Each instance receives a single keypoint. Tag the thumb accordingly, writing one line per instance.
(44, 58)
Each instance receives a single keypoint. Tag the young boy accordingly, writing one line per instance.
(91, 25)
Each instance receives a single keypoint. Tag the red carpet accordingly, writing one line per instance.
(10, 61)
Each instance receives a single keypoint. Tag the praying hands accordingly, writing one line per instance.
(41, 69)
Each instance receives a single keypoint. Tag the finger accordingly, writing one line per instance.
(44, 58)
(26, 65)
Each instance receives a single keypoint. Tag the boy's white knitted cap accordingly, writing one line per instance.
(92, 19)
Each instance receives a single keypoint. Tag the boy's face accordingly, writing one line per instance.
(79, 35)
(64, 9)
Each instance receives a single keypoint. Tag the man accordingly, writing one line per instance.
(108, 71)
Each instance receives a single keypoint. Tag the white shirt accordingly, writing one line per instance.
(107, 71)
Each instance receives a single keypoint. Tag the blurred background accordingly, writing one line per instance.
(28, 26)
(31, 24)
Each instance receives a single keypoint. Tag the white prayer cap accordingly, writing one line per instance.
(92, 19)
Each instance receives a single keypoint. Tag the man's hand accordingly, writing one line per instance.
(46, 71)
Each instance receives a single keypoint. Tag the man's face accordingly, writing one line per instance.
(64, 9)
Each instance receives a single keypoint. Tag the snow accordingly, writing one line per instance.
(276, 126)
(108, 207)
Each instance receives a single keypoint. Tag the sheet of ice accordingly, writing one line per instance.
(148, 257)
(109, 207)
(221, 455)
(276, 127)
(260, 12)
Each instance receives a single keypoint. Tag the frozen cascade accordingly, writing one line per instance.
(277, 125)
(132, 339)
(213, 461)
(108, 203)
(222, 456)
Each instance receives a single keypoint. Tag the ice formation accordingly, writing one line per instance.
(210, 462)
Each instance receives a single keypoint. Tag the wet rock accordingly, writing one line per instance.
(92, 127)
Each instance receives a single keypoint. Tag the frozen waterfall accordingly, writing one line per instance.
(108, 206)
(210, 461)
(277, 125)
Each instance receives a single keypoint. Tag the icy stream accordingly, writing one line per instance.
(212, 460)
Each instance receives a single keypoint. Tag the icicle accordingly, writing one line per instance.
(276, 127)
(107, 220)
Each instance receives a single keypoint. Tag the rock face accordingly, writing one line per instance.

---

* _Short problem_: Hand back the material above in full, exactly as written.

* _Solved problem_:
Each instance receives a single keypoint. Tag the thumb accordingly, writing one line per instance.
(44, 58)
Each instance receives a single keypoint. Tag the young boy accordingly, writing one line per instance.
(91, 25)
Each instance receives a single keypoint. Tag the red carpet accordingly, writing one line per instance.
(10, 61)
Each instance receives a single keypoint. Tag the praying hands accordingly, writing one line per instance.
(41, 69)
Each instance receives a single keypoint. Tag the finger accordingly, writing one line per instance.
(44, 58)
(26, 65)
Each instance receives a single keypoint. Tag the boy's white knitted cap accordingly, writing one line per instance.
(92, 19)
Each instance receives a single keypoint. Tag the boy's face accordingly, writing one line per instance.
(79, 35)
(64, 9)
Each instance receives a single keypoint. Tag the man accordingly, writing one line per instance.
(108, 71)
Each instance receives a single keypoint. Tag the white shirt accordingly, writing one line per instance.
(107, 71)
Each instance receives a single keypoint. Tag the blurred background accordingly, writing one line per instance.
(28, 26)
(31, 24)
Each instance receives a single keypoint. Tag the white prayer cap accordingly, writing one line per instance.
(92, 19)
Each instance receives a single keypoint. Tag the man's hand accordingly, writing one line per instance.
(46, 71)
Each instance receives a single keypoint. Tag the man's face accordingly, writing one line per instance.
(64, 9)
Each instance receives a single keypoint. Tag the snow accordingly, writing one line per instance.
(276, 126)
(108, 207)
Each instance receives a single keypoint. Tag the sheet of ice accordingly, writing one line per instance.
(148, 257)
(109, 207)
(221, 455)
(276, 127)
(260, 12)
Each instance receives a single keypoint. Tag the frozen cascade accordingly, writing one line per instance.
(277, 125)
(132, 339)
(213, 461)
(108, 203)
(222, 456)
Each instance receives a single keypoint. Tag the ice formation accordingly, writing one line per instance.
(210, 462)
Each instance receives a single keypoint. Tag the wet rock accordingly, writing one line per instance.
(92, 127)
Each instance receives a single keypoint. Tag the frozen waterfall accordingly, writing one line per instance.
(108, 206)
(210, 461)
(277, 125)
Each instance receives a single keypoint. Tag the icy stream accordingly, writing one line per instance.
(212, 460)
Each instance receives a single keypoint. Tag the icicle accordingly, writing one line per instance.
(276, 127)
(107, 220)
Each instance receives a single keypoint. Tag the rock face accordingly, writing one line per instance.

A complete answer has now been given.